╭─ PÁGINA

Así, Una historia de Estados Unidos de los
pueblos indígenas no queda en el responso por los indios muertos y los
búfalos aniquilados. Se trata de una herramienta de lucha y reivindicación
objetiva para los 554 pueblos vivos en sus 310 reservaciones, una población
cercana los cuatro millones de personas.
El relato, exhaustivo en apenas 230 páginas,
resulta fascinante y sobrecogedor, mueve a la indignación y abona la simpatía
por esos pueblos sabios y libres que cayeron doblegados con crueldad
“iluminada” de los blancos. Registra las fuentes más sólidas para demostrar la
uniformidad sistemática en las políticas expoliadoras y genocidas de los
gobiernos estadunidenses. Todo, para fundamentar que los derechos de los
pueblos indios siguen vigentes, al igual que los más de cien tratados que el
Estado firmó con dichos pueblos sin la más mínima intención de cumplirlos.
Una historia... no está escrito en clave de derechos humanos
como haría una ONG, sino de derechos históricos, territoriales, culturales (en
paralelo con la que Guillermo Bonfil llamaba “la civilización negada” de
Mesoamérica). La historiadora discute la “doctrina del descubrimiento”, todavía
vigente en Estados Unidos, por más que en Latinoamérica haya perdido toda
credibilidad tras el fallido “Quinto Centenario” celebrado por la corona
española y los gobiernos nacionales en 1992.
No obstante,
Dunbar-Ortiz ve “disolverse” esta doctrina en Norteamérica “a la luz de
profundos actos de soberanía” ejecutados por los pueblos indios contemporáneos.
En términos mexicanos, el libro equivale a la exigencia de cumplir muchas
decenas de Acuerdos de San Andrés. “Que sobrevivan los pueblos roba el aliento,
pero no es un milagro”, reconoce la autora. Más allá de la desesperación, no
han dejado de resistir como pueblos verdaderos que ya no quieren renunciar a su
futuro.

╰─
╭─ EXTRACTO DEL LISTADO

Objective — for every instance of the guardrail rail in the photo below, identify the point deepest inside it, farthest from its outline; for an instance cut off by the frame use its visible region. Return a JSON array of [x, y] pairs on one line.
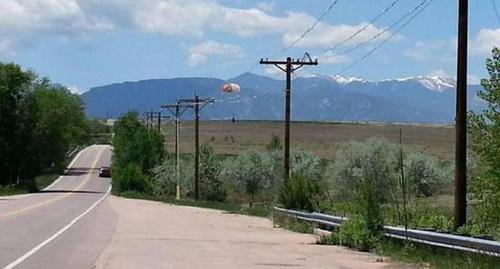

╰─

## [OBJETIVO 1]
Según la página, ¿cuántos pueblos indígenas vivos hay en Estados Unidos y en cuántas reservaciones están?
## [OBJETIVO 2]
Menciona los tipos de derechos desde los que, según la página, está escrito el libro, en lugar de los derechos humanos.

## [RESPUESTA 1]
554 pueblos vivos en 310 reservaciones.

## [RESPUESTA 2]
Históricos, territoriales y culturales.